Dataset entries –
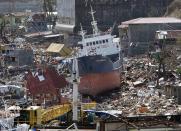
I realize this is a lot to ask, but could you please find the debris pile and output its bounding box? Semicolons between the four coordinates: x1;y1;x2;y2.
100;55;180;116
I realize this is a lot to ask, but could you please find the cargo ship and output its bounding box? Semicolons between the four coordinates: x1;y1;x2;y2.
77;7;122;96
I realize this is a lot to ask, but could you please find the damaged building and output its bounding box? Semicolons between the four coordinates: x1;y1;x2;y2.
119;17;181;56
0;0;43;14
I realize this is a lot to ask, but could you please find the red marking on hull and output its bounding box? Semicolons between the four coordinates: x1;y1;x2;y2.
79;70;121;96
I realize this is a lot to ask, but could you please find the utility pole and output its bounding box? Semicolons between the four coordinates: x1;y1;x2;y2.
72;56;79;122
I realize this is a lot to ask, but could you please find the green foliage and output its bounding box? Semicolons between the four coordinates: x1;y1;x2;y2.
176;67;181;74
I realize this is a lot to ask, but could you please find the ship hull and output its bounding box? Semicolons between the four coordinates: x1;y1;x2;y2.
79;70;120;96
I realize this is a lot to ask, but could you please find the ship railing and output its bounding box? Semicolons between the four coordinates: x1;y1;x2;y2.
85;32;111;38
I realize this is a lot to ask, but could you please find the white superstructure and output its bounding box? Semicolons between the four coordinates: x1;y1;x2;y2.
78;7;120;57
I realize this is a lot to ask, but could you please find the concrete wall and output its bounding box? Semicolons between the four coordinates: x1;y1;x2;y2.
0;0;43;14
57;0;173;32
119;23;181;56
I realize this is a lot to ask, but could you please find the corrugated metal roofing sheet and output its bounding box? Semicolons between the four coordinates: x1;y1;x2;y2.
119;17;181;28
46;43;72;56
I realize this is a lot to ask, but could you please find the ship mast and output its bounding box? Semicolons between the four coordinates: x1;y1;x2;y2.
89;6;99;35
80;24;86;40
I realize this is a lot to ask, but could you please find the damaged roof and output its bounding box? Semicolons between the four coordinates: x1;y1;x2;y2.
46;43;72;56
119;17;181;28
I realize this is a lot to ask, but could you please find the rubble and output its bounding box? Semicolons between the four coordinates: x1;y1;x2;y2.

Exercise goal –
Reproduce the whole listing above word for word, but not its pictures.

Exercise response –
I realize this is a lot to ask, but could you please find the debris pile and output its bounding box? Semicolons between the four coordinates: x1;y1;x2;y2.
100;55;180;116
I realize this is a lot to ask, but could you please find the cargo ship and output its bounding box? Semicolons between the four coordinates: x1;y1;x2;y2.
77;7;122;96
I realize this is a lot to ask, but could you please find the damaged building and output its bounding box? Semicolons between the four coordinates: x1;y1;x2;y2.
119;17;181;56
0;0;43;14
I realize this is a lot to ask, but could you please find the red marking on hull and output its bounding box? Semicolons between the four coordinates: x1;y1;x2;y2.
79;70;121;96
I realize this is a lot to ask, but could you please find the utility pole and output its bounding box? Semicolons between the four coordinates: x1;y1;x2;y2.
72;56;79;122
I realize this is a lot to ask, but could you please find the green foliage and output its bounding box? Semicolons between the four coordinates: x1;y1;x2;y2.
176;67;181;74
I realize this is a lot to ask, but could you please find the ship hull and output its bounding box? Semicolons between the four coordinates: x1;y1;x2;y2.
79;70;120;96
I realize this is a lot to ask, but could you please find the ship railing and output its bounding box? Semicolons between the four coordinates: x1;y1;x2;y2.
85;32;111;38
I realize this is a lot to ask, but could you please find the white superstructure and output its bounding box? Semicolons between the four coordinates: x1;y1;x2;y2.
78;7;120;57
I realize this is a lot to ask, but could you please find the concrete wall and output its bounding box? Semicolons between the four coordinates: x1;y1;x2;y2.
0;0;43;14
57;0;173;32
119;23;181;56
I realize this is a lot to ask, but could you please find the corrugated metal roofing sheet and output its bounding box? Semicolons between the four coordinates: x1;y1;x2;y2.
119;17;181;28
46;43;72;56
I realize this is a lot to ask, but could you please find the ship mast and output its bounding box? Semicolons between the four coordinates: x1;y1;x2;y2.
89;6;99;35
80;24;86;40
I realize this is a lot to ask, but could you please find the damaged roof and output its bounding box? Semicolons between the four coordinates: x1;y1;x2;y2.
46;43;72;56
119;17;181;28
I realize this is a lot to ask, but could you please find the rubble and output its bounding box? Semicolons between the four coordinates: x1;y1;x2;y2.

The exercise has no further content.